AIM OF THE EXERCISE:
Rewrite the data below with every "green foliage" changed to "leafy vegetation" and nothing else altered. Leave the pictures out of your answer.
>> START AVAILABLE DATA
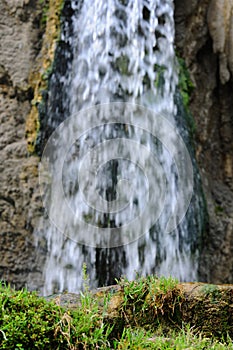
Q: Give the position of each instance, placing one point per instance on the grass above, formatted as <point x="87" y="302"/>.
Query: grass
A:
<point x="147" y="315"/>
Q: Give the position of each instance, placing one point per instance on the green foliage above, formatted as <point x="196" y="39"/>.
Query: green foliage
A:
<point x="30" y="322"/>
<point x="212" y="291"/>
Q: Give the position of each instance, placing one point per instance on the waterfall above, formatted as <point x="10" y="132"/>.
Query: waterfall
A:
<point x="113" y="84"/>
>> END AVAILABLE DATA
SOLVED EXERCISE:
Q: Give the position of each instance, placing one point per instance on the grass above, formatted as <point x="87" y="302"/>.
Query: grass
A:
<point x="147" y="315"/>
Q: Give the position of each instance, placing one point per instance on the leafy vegetation above, formatted as <point x="196" y="39"/>.
Query: leafy vegetation
A:
<point x="30" y="322"/>
<point x="212" y="291"/>
Q: Give the position of each instance, placing one point per instance on the waterfall above, formatted as <point x="10" y="132"/>.
Query: waterfall
A:
<point x="113" y="84"/>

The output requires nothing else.